━━━━━ Data yang Diberikan ━━━━━
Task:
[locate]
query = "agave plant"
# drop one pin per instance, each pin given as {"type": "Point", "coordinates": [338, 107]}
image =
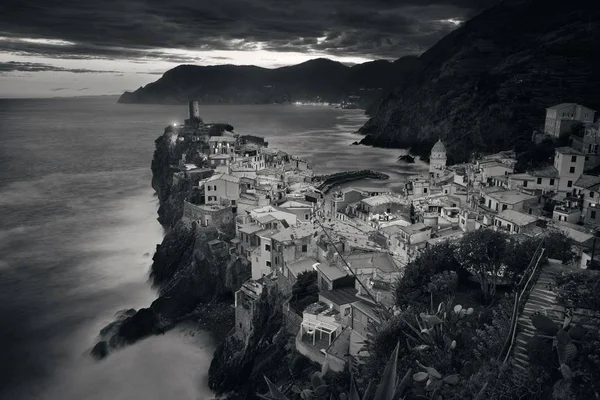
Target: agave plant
{"type": "Point", "coordinates": [436, 329]}
{"type": "Point", "coordinates": [389, 388]}
{"type": "Point", "coordinates": [564, 338]}
{"type": "Point", "coordinates": [434, 381]}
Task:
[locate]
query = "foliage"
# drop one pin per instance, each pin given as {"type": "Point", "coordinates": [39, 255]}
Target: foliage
{"type": "Point", "coordinates": [558, 246]}
{"type": "Point", "coordinates": [500, 383]}
{"type": "Point", "coordinates": [305, 291]}
{"type": "Point", "coordinates": [517, 258]}
{"type": "Point", "coordinates": [579, 289]}
{"type": "Point", "coordinates": [489, 339]}
{"type": "Point", "coordinates": [443, 286]}
{"type": "Point", "coordinates": [532, 155]}
{"type": "Point", "coordinates": [481, 252]}
{"type": "Point", "coordinates": [390, 386]}
{"type": "Point", "coordinates": [411, 288]}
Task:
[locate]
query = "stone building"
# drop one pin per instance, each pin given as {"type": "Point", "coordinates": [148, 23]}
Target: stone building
{"type": "Point", "coordinates": [437, 160]}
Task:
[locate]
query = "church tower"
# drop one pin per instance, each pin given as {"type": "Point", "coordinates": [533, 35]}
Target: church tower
{"type": "Point", "coordinates": [437, 159]}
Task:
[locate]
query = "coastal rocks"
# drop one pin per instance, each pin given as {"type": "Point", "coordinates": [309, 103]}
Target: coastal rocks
{"type": "Point", "coordinates": [238, 367]}
{"type": "Point", "coordinates": [100, 350]}
{"type": "Point", "coordinates": [191, 280]}
{"type": "Point", "coordinates": [407, 158]}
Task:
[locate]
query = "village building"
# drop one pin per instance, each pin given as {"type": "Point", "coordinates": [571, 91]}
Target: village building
{"type": "Point", "coordinates": [513, 221]}
{"type": "Point", "coordinates": [500, 200]}
{"type": "Point", "coordinates": [562, 117]}
{"type": "Point", "coordinates": [303, 209]}
{"type": "Point", "coordinates": [437, 160]}
{"type": "Point", "coordinates": [411, 240]}
{"type": "Point", "coordinates": [569, 163]}
{"type": "Point", "coordinates": [339, 200]}
{"type": "Point", "coordinates": [222, 189]}
{"type": "Point", "coordinates": [246, 306]}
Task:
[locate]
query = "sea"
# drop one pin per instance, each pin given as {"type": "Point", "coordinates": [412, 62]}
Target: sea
{"type": "Point", "coordinates": [78, 230]}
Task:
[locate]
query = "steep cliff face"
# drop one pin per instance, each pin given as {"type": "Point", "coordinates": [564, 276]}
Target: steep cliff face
{"type": "Point", "coordinates": [486, 85]}
{"type": "Point", "coordinates": [194, 283]}
{"type": "Point", "coordinates": [326, 79]}
{"type": "Point", "coordinates": [237, 368]}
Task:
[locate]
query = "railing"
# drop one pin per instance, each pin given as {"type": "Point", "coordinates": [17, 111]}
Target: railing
{"type": "Point", "coordinates": [521, 295]}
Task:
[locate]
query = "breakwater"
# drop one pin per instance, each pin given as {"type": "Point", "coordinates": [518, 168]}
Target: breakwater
{"type": "Point", "coordinates": [329, 181]}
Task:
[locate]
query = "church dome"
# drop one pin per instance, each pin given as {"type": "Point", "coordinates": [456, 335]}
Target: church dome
{"type": "Point", "coordinates": [438, 147]}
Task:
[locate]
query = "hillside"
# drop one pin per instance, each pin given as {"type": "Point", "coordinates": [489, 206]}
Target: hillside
{"type": "Point", "coordinates": [485, 85]}
{"type": "Point", "coordinates": [231, 84]}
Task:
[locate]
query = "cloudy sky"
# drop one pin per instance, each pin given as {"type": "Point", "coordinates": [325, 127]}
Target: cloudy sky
{"type": "Point", "coordinates": [92, 47]}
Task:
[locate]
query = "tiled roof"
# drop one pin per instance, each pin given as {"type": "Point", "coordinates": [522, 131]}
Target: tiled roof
{"type": "Point", "coordinates": [568, 150]}
{"type": "Point", "coordinates": [516, 217]}
{"type": "Point", "coordinates": [587, 181]}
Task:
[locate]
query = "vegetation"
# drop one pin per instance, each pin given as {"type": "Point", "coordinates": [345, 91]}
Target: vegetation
{"type": "Point", "coordinates": [305, 291]}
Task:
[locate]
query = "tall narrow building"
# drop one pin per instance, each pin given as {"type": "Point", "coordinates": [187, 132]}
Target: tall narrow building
{"type": "Point", "coordinates": [437, 159]}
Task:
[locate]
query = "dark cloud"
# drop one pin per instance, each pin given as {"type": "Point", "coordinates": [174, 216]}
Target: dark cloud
{"type": "Point", "coordinates": [16, 66]}
{"type": "Point", "coordinates": [139, 29]}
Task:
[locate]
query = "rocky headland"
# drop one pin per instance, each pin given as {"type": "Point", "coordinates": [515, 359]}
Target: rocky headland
{"type": "Point", "coordinates": [485, 86]}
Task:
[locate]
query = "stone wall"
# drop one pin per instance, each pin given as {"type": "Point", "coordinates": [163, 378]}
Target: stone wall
{"type": "Point", "coordinates": [291, 318]}
{"type": "Point", "coordinates": [206, 215]}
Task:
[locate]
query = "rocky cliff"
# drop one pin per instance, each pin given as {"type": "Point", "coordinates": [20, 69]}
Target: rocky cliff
{"type": "Point", "coordinates": [230, 84]}
{"type": "Point", "coordinates": [194, 282]}
{"type": "Point", "coordinates": [486, 85]}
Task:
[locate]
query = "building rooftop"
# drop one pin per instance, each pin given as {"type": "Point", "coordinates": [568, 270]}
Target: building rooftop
{"type": "Point", "coordinates": [510, 196]}
{"type": "Point", "coordinates": [379, 260]}
{"type": "Point", "coordinates": [224, 177]}
{"type": "Point", "coordinates": [568, 150]}
{"type": "Point", "coordinates": [383, 199]}
{"type": "Point", "coordinates": [438, 147]}
{"type": "Point", "coordinates": [331, 272]}
{"type": "Point", "coordinates": [516, 217]}
{"type": "Point", "coordinates": [522, 177]}
{"type": "Point", "coordinates": [296, 232]}
{"type": "Point", "coordinates": [219, 156]}
{"type": "Point", "coordinates": [299, 266]}
{"type": "Point", "coordinates": [415, 228]}
{"type": "Point", "coordinates": [267, 233]}
{"type": "Point", "coordinates": [215, 139]}
{"type": "Point", "coordinates": [574, 234]}
{"type": "Point", "coordinates": [546, 172]}
{"type": "Point", "coordinates": [249, 228]}
{"type": "Point", "coordinates": [588, 182]}
{"type": "Point", "coordinates": [340, 296]}
{"type": "Point", "coordinates": [296, 204]}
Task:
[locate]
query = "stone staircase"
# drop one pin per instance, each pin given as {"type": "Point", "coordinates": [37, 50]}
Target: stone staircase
{"type": "Point", "coordinates": [541, 299]}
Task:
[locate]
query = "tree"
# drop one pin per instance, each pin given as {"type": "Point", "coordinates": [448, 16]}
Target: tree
{"type": "Point", "coordinates": [412, 287]}
{"type": "Point", "coordinates": [481, 252]}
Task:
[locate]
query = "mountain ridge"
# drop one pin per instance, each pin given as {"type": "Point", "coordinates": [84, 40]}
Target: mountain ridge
{"type": "Point", "coordinates": [485, 86]}
{"type": "Point", "coordinates": [313, 80]}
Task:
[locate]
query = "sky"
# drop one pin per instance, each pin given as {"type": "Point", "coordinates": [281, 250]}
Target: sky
{"type": "Point", "coordinates": [54, 48]}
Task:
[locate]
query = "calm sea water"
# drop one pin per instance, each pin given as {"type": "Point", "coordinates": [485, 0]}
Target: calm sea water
{"type": "Point", "coordinates": [78, 228]}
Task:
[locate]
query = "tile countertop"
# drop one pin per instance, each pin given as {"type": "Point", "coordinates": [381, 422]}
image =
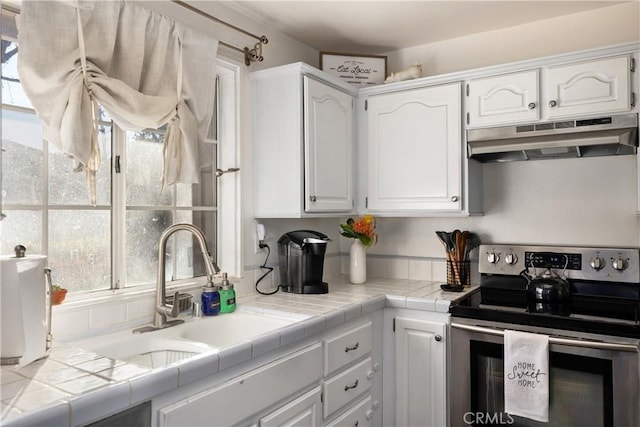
━━━━━
» Uraian Tugas
Laporkan setiap baris di atas yang memuat kata "tall", dan salin baris itu tanpa diubah.

» Jawaban Tertulis
query = "tall narrow building"
Target: tall narrow building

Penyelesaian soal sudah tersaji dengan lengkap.